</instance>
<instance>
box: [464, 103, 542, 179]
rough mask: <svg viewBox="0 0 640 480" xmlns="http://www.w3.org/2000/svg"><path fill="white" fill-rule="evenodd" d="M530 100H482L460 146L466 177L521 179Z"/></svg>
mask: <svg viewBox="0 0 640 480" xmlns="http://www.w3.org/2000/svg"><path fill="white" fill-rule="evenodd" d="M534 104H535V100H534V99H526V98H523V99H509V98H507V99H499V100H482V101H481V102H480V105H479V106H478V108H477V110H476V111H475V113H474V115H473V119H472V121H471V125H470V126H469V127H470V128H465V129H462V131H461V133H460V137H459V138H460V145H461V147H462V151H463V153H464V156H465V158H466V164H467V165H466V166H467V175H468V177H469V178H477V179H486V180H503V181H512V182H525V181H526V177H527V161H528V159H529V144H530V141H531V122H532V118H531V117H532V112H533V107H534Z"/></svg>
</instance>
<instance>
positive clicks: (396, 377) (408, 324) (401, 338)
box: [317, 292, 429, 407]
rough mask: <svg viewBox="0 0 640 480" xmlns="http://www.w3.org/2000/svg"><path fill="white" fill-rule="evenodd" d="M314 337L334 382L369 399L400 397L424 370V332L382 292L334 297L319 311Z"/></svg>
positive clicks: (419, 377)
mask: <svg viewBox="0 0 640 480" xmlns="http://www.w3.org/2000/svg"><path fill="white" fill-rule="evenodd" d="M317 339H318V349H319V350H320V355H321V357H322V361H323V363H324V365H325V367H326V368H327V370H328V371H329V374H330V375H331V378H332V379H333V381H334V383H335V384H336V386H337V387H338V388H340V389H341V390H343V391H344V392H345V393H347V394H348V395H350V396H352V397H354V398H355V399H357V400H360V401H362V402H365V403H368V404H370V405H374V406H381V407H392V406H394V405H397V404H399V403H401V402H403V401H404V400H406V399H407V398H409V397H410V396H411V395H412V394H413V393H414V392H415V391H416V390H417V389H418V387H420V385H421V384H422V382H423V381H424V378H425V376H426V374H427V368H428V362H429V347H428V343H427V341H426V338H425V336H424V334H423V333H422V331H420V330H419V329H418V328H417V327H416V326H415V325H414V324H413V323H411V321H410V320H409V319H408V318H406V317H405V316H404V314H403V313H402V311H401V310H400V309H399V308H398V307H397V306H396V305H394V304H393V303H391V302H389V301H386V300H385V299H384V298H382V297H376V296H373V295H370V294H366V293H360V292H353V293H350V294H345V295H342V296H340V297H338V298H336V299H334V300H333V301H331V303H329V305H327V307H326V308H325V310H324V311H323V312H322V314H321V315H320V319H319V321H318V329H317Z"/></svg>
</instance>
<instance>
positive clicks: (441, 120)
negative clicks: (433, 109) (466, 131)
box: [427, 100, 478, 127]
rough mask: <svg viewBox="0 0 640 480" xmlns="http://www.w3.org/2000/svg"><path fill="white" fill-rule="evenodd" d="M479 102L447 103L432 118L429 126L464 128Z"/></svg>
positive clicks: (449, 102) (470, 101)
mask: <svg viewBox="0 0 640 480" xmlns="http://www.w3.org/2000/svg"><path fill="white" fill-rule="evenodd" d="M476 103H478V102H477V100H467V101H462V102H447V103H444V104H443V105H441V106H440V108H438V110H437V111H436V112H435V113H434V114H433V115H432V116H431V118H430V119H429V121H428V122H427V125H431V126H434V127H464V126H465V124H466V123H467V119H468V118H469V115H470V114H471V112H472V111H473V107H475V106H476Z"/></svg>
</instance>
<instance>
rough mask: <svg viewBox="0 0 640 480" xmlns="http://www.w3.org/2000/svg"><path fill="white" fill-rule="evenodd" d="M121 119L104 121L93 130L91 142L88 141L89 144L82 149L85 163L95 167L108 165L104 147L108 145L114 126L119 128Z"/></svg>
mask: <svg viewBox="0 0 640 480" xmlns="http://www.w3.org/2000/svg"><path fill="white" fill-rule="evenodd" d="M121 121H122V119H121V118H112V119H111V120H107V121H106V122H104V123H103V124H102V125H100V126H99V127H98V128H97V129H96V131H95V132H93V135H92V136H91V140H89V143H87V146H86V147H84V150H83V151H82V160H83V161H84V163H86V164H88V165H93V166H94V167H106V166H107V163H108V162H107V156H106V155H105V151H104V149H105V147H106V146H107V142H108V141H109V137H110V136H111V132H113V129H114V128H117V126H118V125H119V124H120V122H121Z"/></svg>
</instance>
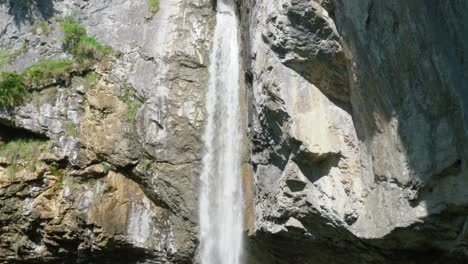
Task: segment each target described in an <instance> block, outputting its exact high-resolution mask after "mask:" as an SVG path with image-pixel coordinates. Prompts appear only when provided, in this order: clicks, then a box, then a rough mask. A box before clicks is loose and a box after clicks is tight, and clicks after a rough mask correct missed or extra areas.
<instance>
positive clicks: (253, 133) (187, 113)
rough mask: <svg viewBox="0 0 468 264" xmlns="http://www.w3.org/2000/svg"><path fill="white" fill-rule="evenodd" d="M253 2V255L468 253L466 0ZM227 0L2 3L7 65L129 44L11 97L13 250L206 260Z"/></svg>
mask: <svg viewBox="0 0 468 264" xmlns="http://www.w3.org/2000/svg"><path fill="white" fill-rule="evenodd" d="M237 3H238V7H239V8H238V10H239V17H240V24H241V30H240V36H241V39H242V43H243V44H242V45H243V46H242V52H241V60H242V61H243V64H242V65H241V69H242V70H243V71H244V72H245V74H244V76H243V78H242V87H243V89H244V90H245V96H246V100H245V111H246V115H245V118H246V119H247V120H246V122H247V123H248V127H247V132H248V139H246V140H245V142H246V147H245V148H246V149H249V150H250V151H246V152H250V154H249V155H248V154H245V155H244V156H245V157H243V160H244V164H243V168H242V169H243V177H244V185H245V190H246V201H247V202H246V203H247V204H246V208H247V209H246V221H245V223H246V234H247V236H248V239H247V244H248V245H247V248H248V250H247V255H246V262H247V263H262V264H264V263H465V262H467V261H468V257H467V248H466V244H467V243H468V238H467V233H466V227H467V225H468V224H467V221H466V217H467V215H468V211H467V205H468V191H467V190H468V188H467V187H468V177H467V176H468V168H467V157H468V141H467V131H468V112H467V111H468V110H467V109H468V94H467V93H468V88H467V87H468V80H467V74H466V72H467V67H466V62H467V61H468V58H467V52H466V50H467V46H466V43H468V39H467V36H468V32H467V28H466V24H467V21H466V17H465V16H464V13H466V12H467V11H468V4H467V2H466V1H463V0H453V1H442V0H434V1H404V0H395V1H376V0H361V1H357V0H315V1H312V0H279V1H267V0H244V1H237ZM215 8H216V7H215V5H213V1H212V0H199V1H176V0H165V1H163V0H161V1H160V8H159V11H158V12H157V13H155V14H152V13H151V12H150V11H149V9H148V6H147V2H146V1H133V0H132V1H124V0H104V1H102V0H88V1H85V0H76V1H71V0H65V1H52V0H38V1H10V0H5V1H0V48H1V50H0V67H1V68H2V71H12V70H14V71H18V72H21V71H23V70H24V69H25V68H26V67H29V66H30V65H31V64H33V63H34V62H36V61H40V60H42V59H64V58H68V59H73V58H72V55H71V54H69V53H68V52H66V51H65V50H64V46H63V43H62V42H63V41H62V40H63V37H64V33H63V32H62V30H61V26H60V19H61V18H64V17H73V18H75V19H77V20H78V21H79V23H80V24H81V25H83V26H84V27H85V28H86V30H87V32H88V34H89V35H90V36H92V37H94V38H95V39H96V40H98V41H99V42H101V43H102V44H104V45H110V46H111V47H112V48H113V49H114V52H113V53H112V55H111V56H109V57H108V58H106V59H105V60H102V61H100V62H99V63H97V64H96V65H94V66H93V67H91V68H89V69H87V70H86V71H85V72H83V71H79V70H76V69H74V70H73V72H72V73H70V74H69V75H68V76H67V78H65V80H63V79H54V80H52V81H50V82H48V83H46V84H45V85H42V86H41V87H36V88H35V89H33V90H34V91H31V94H30V95H29V96H28V98H27V99H25V101H24V102H23V103H22V104H21V105H18V106H16V107H0V263H194V262H196V247H197V244H198V242H197V232H198V231H197V218H198V217H197V197H198V177H199V174H200V169H201V159H202V155H203V142H202V136H201V135H202V131H203V126H204V122H205V119H206V112H205V111H206V110H205V105H204V100H205V92H206V88H207V81H208V77H207V76H208V73H207V66H208V64H209V61H208V57H209V55H208V54H209V53H210V49H211V39H212V34H213V28H214V22H215V21H214V15H215V11H214V9H215ZM41 21H42V22H41ZM39 22H41V23H39ZM44 22H45V23H44Z"/></svg>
+ + + +
**About this exercise**
Starting at the line that contains "box: [317, 292, 429, 407]" and stopping after the line that contains "337L334 382L369 399L400", write out every line exactly as it appears above, and no other line.

**Output below**
box: [317, 292, 429, 407]
rough mask: <svg viewBox="0 0 640 480" xmlns="http://www.w3.org/2000/svg"><path fill="white" fill-rule="evenodd" d="M314 337L334 382L369 399L400 397L424 370V332L382 292L334 297L319 311Z"/></svg>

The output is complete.